Cette deuxième journée de festival - toujours les pieds dans la boue, mais la tête au soleil - semble d'ailleurs tourner autour du Parisien d'adoption. C'est lui, par exemple, qui remit aux Fratellis leur prix de la révélation de l'année lors des Brit Awards. Ces mêmes Fratellis qui ont ouvert la journée sous le signe de la bonne humeur et des tubes (potentiels ou avérés) à gogo. Si le pop-rock musclé et vaguement glam du trio de Glasgow ne pisse pas très loin, au moins pisse-t-il droit, et en plein dans le mille...

Pour rester en Ecosse, mais aux antipodes du bon esprit des faux frangins, les vrais frères Reid montrent, alors que le soleil se couche, ce que signifie The Power Of Negative Thinking, pour reprendre le titre de leur prochain coffret de faces B. Disparu depuis près d'une décennie pour cause de brouille fraternelle, The Jesus & Mary Chain ne manque pas son retour. William, quelque peu bouffi par le bourbon, peut bien ressembler à Pedro Almodovar, il reste l'un des maîtres mondiaux du feedback vicieux. Et si Jim, lui, est désormais sobre, son regard de psychopathe donne encore le frisson. Lorsqu'il fusille du regard son aîné, qui a le malheur de vaguement rater une intro, on craint que les vieux démons ne resurgissent, et que tout finisse en chaos... Sauf que ce petit rituel se déroule désormais à chaque concert, histoire de jouer avec les appréhensions des spectateurs. Rien de feint, en revanche, dans l'excitation sans faille que délivre toujours JAMC. En une heure, tout ce qu'on peut aimer dans le rock est organiquement synthétisé : les pures mélodies des Beach Boys et la grandeur sonique de Spector passés au vitriol du bruit blanc, et décapés au cynisme distancié.

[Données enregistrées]
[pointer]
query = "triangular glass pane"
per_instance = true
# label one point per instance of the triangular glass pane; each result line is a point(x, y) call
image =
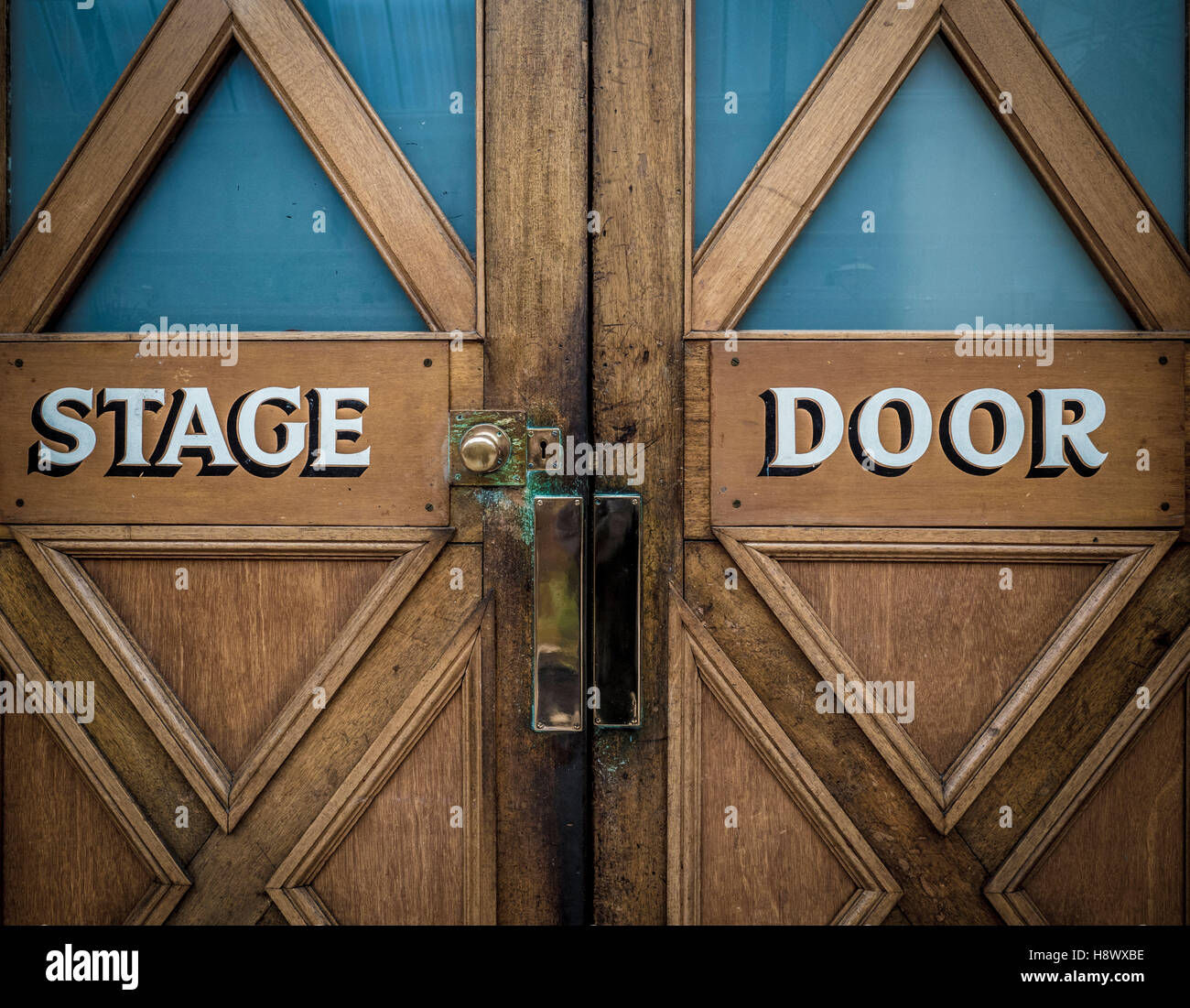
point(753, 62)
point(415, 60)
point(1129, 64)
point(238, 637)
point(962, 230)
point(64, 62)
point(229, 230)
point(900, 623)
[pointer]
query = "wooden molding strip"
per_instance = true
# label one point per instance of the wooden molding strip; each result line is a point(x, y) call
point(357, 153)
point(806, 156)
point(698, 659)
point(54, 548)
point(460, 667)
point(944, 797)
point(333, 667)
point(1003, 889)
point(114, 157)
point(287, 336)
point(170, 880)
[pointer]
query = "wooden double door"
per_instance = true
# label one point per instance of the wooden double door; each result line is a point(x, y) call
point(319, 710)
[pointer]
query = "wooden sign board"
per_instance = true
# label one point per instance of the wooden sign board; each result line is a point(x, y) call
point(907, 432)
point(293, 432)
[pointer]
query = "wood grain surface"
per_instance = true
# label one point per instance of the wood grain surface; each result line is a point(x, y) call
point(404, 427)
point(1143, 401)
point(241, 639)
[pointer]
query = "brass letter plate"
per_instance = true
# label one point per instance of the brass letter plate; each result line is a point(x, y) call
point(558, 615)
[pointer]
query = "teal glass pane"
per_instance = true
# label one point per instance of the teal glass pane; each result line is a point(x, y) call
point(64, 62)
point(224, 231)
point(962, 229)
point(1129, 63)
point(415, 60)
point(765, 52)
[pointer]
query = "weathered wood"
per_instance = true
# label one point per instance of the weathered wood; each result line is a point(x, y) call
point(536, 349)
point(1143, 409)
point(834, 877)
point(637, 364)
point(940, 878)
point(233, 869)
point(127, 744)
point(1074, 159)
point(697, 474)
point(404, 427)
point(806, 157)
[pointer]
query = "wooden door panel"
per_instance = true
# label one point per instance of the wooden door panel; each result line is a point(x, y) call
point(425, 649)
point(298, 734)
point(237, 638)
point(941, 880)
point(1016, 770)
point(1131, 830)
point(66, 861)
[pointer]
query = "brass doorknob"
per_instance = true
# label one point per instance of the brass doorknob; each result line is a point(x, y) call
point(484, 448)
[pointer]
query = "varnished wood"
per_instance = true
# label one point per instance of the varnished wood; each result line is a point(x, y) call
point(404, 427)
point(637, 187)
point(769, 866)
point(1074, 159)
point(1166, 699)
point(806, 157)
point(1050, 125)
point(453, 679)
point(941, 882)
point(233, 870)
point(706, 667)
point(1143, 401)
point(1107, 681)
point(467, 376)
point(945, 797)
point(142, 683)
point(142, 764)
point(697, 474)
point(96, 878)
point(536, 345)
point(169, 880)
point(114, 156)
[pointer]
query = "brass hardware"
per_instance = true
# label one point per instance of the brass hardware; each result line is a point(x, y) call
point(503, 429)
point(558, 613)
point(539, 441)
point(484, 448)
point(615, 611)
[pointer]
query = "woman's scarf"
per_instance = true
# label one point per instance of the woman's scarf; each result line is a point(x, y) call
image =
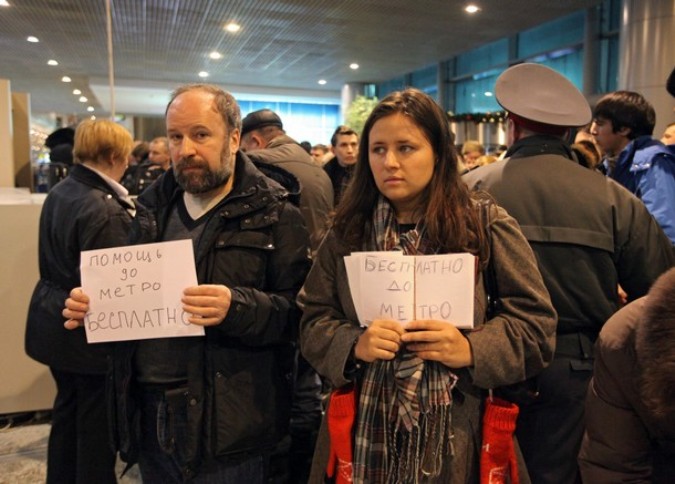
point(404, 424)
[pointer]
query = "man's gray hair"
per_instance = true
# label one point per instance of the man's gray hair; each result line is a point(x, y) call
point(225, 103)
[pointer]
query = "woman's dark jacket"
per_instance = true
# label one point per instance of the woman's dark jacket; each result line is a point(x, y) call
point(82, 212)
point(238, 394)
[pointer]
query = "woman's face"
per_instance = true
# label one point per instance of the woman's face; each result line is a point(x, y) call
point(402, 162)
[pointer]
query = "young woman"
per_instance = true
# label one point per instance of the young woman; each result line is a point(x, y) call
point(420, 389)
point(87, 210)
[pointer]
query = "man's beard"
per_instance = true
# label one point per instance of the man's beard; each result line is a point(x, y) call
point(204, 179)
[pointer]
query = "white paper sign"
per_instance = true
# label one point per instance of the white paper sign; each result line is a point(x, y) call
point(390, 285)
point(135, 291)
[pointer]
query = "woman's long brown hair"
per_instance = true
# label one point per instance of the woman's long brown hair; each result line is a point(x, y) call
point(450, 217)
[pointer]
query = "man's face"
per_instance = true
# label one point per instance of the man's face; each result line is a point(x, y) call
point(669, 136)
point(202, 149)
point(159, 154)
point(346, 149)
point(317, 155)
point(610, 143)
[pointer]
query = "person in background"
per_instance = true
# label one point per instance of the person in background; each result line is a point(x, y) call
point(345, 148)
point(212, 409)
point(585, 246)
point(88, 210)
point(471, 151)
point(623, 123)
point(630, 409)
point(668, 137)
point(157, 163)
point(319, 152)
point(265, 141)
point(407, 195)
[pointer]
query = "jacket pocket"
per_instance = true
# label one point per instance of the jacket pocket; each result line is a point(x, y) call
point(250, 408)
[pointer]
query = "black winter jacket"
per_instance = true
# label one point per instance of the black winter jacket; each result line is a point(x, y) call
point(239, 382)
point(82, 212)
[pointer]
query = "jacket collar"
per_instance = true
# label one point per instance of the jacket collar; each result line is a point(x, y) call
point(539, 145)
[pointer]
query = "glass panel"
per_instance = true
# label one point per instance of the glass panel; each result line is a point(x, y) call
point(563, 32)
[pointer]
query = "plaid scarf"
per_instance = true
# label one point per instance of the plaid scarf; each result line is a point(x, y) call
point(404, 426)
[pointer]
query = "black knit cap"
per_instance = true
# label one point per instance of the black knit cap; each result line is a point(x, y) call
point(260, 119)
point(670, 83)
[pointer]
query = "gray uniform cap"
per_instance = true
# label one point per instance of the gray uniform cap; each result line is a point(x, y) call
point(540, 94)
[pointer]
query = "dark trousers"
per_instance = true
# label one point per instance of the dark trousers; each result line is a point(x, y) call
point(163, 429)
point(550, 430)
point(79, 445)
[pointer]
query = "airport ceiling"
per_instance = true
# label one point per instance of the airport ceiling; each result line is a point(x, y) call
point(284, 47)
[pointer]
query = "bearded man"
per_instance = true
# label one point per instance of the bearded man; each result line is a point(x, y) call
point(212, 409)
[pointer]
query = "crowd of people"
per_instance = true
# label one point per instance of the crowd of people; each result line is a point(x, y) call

...

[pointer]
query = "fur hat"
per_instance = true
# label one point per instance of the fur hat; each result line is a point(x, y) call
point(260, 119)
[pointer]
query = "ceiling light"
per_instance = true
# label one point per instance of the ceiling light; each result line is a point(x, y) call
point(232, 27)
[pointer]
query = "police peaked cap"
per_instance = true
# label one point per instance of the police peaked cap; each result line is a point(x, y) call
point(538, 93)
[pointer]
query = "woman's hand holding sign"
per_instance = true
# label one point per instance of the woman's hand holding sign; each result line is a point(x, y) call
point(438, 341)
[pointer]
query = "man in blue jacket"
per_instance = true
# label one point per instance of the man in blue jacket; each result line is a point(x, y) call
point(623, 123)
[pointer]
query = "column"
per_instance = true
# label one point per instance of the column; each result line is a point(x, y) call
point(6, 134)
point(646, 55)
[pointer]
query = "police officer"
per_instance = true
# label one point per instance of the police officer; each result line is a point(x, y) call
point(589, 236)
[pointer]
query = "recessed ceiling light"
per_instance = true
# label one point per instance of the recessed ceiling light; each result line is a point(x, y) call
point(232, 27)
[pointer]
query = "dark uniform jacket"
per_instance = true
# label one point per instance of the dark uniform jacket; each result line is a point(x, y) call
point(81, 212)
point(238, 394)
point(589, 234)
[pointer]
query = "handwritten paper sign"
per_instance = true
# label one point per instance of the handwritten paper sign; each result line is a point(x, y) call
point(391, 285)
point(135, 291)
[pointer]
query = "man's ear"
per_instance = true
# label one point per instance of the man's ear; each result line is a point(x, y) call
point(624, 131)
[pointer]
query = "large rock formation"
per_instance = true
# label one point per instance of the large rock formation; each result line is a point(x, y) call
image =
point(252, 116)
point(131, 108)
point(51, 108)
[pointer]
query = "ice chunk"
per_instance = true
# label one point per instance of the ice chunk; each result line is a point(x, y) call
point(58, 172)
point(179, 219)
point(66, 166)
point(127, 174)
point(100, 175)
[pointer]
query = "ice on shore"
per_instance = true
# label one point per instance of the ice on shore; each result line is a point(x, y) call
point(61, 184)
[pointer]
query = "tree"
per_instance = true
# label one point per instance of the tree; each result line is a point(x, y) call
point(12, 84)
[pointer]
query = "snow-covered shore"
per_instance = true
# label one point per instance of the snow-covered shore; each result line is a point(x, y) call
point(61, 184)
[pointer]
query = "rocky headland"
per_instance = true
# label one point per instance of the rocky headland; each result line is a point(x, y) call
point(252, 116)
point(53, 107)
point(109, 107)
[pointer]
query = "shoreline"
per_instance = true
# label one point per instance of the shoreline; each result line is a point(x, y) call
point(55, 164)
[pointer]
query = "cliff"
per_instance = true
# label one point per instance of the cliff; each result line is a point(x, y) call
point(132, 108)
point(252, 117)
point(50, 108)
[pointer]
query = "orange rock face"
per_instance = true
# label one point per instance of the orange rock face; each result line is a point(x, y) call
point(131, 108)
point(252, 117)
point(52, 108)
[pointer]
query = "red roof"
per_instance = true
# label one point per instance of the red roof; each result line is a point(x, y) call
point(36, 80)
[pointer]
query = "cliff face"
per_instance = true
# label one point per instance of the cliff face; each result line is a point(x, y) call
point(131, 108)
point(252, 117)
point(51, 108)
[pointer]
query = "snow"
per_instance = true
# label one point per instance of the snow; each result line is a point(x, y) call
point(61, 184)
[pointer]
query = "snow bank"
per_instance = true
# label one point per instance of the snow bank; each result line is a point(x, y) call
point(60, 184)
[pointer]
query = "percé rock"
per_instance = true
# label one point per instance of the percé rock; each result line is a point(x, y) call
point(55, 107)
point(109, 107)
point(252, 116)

### Exercice proposé:
Recopiez mot pour mot le passage de l'extrait sur le festival qui commence par « Cette deuxième journée » et se poursuit jusqu'à « dans le mille... ».

### Résultat:
Cette deuxième journée de festival - toujours les pieds dans la boue, mais la tête au soleil - semble d'ailleurs tourner autour du Parisien d'adoption. C'est lui, par exemple, qui remit aux Fratellis leur prix de la révélation de l'année lors des Brit Awards. Ces mêmes Fratellis qui ont ouvert la journée sous le signe de la bonne humeur et des tubes (potentiels ou avérés) à gogo. Si le pop-rock musclé et vaguement glam du trio de Glasgow ne pisse pas très loin, au moins pisse-t-il droit, et en plein dans le mille...